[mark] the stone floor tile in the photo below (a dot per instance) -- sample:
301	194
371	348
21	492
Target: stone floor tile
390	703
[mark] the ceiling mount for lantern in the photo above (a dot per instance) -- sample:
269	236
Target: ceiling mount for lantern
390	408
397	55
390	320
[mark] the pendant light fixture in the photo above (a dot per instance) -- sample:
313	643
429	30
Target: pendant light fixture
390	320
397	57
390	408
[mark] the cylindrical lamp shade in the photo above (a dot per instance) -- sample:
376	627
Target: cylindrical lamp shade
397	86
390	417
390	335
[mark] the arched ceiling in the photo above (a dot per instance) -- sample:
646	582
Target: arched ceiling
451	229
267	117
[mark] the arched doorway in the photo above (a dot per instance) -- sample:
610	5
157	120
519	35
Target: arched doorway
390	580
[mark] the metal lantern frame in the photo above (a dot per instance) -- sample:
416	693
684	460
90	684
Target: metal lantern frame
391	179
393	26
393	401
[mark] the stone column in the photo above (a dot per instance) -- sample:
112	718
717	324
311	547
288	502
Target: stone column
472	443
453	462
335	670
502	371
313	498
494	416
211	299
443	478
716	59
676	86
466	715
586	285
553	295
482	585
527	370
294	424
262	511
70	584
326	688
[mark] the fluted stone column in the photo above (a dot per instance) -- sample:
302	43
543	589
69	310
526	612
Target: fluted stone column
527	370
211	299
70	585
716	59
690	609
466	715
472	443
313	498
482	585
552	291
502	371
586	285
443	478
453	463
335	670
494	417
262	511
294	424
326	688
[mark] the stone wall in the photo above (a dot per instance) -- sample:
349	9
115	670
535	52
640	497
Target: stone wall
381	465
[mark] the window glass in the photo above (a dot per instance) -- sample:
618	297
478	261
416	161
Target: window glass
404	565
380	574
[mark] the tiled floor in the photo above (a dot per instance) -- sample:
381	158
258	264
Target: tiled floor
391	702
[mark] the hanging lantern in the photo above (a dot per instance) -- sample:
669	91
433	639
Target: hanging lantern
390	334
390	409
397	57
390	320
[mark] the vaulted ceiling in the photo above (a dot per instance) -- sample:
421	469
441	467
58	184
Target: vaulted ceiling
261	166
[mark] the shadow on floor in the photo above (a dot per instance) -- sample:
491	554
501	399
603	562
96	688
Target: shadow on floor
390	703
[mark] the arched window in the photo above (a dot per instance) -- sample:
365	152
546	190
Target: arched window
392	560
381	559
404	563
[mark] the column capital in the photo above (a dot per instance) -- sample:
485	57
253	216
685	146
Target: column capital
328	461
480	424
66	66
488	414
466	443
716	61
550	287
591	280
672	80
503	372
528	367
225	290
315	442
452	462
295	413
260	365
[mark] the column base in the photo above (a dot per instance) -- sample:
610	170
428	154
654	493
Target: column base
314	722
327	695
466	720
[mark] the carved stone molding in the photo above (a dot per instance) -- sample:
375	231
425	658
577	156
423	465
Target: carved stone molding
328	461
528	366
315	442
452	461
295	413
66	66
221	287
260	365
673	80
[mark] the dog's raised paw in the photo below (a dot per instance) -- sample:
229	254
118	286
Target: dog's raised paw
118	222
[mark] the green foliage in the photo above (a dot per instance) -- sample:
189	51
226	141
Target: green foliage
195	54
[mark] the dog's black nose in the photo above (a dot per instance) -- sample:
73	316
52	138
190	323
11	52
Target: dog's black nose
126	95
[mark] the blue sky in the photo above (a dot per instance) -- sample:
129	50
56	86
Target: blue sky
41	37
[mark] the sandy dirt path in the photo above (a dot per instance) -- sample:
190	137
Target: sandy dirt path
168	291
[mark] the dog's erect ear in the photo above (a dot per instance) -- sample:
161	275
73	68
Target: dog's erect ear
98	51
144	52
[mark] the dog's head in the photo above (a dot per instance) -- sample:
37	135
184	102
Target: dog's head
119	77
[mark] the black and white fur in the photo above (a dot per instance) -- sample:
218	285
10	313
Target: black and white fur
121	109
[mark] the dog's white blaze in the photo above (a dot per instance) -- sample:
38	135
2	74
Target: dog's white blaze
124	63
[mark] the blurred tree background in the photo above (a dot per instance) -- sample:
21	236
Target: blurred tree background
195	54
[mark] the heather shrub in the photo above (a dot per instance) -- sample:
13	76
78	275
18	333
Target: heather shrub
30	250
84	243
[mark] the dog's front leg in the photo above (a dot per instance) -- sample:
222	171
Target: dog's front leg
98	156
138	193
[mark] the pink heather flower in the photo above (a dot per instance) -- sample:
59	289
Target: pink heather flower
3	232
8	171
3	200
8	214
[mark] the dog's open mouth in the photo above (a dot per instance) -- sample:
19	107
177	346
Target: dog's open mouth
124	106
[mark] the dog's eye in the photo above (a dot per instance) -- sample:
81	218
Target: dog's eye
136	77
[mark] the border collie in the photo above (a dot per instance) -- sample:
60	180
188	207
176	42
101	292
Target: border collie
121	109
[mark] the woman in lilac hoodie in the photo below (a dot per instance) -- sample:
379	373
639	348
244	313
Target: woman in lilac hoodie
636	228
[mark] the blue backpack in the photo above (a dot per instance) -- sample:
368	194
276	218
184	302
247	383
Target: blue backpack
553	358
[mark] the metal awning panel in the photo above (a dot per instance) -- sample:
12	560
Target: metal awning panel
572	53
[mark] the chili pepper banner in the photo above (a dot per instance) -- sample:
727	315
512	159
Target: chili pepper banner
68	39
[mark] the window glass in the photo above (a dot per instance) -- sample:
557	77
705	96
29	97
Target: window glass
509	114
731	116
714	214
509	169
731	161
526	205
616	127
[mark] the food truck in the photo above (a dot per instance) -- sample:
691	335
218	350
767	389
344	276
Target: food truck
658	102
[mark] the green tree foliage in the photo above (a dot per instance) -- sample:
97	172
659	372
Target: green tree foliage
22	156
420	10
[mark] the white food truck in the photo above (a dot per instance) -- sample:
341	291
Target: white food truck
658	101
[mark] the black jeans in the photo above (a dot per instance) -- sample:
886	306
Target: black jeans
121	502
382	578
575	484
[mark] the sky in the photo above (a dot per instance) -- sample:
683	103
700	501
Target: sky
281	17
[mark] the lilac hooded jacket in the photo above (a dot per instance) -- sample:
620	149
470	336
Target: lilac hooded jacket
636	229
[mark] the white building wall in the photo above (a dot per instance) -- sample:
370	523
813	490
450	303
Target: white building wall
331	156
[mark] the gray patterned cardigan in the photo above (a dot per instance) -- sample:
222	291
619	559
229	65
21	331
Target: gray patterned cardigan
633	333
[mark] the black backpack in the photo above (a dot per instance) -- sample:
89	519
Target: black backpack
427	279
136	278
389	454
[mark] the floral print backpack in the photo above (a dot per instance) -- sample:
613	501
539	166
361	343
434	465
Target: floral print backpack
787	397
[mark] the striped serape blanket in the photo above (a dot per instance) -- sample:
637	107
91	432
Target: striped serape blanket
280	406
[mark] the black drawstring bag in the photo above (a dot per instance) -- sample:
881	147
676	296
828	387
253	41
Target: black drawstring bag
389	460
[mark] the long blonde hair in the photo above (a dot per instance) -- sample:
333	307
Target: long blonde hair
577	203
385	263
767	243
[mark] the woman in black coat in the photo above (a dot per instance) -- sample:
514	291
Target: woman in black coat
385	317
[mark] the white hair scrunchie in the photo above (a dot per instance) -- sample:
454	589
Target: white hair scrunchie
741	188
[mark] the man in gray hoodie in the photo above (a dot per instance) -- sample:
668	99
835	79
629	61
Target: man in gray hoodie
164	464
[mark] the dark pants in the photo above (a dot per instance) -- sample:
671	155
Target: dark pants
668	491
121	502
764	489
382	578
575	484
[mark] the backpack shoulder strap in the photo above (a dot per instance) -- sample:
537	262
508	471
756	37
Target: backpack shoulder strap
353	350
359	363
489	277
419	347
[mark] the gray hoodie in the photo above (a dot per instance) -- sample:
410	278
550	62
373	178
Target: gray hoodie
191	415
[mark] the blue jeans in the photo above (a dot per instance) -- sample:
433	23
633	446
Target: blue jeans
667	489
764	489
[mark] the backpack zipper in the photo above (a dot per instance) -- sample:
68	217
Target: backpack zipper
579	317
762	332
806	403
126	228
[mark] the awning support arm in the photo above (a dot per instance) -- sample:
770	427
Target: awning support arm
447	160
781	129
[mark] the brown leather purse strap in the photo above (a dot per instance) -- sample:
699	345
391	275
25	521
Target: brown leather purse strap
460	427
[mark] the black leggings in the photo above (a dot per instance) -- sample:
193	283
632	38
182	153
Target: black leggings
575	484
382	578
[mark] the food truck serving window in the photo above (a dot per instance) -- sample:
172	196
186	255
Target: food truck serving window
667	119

--------

Required work: Rewrite every line starting with the line containing "[mark] the man" and going on through the end of the entries, requests included, and scale each answer coordinate by 0.45, rounding to whole numbers with halves going up. Leave the requests and their sample coordinates unchanged.

Solution:
[mark] the man in gray hoodie in the photo above (a dot per instance) -- sample:
668	99
835	79
629	61
Target: man in gray hoodie
74	209
[mark] the dark pants in the photo above (a dot per instance) -- sample:
671	155
Target: dark pants
301	221
54	226
344	220
172	260
259	218
[mark] the backpack shoulder strap in the photo above (a dot per instance) -- sample:
537	262
508	471
756	37
Target: backpack shoulder strap
159	158
162	163
220	125
189	156
[mark] the gray hoodie in the photo above (a dot per instance) -- sample:
410	278
550	62
373	178
Target: gray hoodie
86	187
[mark] the blue jeans in the photo above (a dot per instance) -- sample:
433	23
633	446
Target: blue jeans
300	220
344	220
[mark] the backpack zipper in the photo above (a dot per instance) -- sample:
68	217
Target: backpack zipper
261	143
343	149
363	181
57	103
[mark] the awning support arm in the photo above (a dot per instance) -- sample:
770	427
Target: awning support arm
201	72
351	58
[mark] the brown leather purse strap in the photo above (a dot per instance) -- sample:
699	345
391	275
25	521
Target: brown leather purse strap
207	192
[mark] the black leggings in the photo above (a dot per instance) -- sample:
193	283
632	38
182	153
Target: black leggings
259	218
172	260
[mark] the food truck serving window in the photo above (a dot per instance) -- sample:
172	196
186	255
Target: food truck serving window
300	54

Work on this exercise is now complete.